Data listing:
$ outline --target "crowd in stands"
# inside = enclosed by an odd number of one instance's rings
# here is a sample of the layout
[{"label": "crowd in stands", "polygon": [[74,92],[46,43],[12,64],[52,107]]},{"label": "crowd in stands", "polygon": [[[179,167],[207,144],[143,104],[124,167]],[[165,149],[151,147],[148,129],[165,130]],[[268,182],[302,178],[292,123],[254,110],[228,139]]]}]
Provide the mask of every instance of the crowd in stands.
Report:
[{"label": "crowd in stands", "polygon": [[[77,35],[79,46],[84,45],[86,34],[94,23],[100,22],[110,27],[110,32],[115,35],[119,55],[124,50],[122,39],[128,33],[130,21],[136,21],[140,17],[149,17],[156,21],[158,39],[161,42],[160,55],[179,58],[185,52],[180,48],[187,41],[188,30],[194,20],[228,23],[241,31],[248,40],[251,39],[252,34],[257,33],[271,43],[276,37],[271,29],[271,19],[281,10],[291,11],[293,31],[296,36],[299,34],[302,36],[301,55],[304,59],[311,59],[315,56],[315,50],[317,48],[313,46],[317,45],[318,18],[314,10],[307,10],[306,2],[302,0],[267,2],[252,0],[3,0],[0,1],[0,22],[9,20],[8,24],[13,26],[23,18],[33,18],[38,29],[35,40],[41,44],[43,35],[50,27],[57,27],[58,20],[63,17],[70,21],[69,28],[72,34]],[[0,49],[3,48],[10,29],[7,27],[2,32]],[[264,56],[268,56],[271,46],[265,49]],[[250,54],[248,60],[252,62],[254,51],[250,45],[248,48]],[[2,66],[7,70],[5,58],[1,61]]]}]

• **Exercise prompt**
Please count the lines above that contain the string "instance", and give only that number.

• **The reply**
2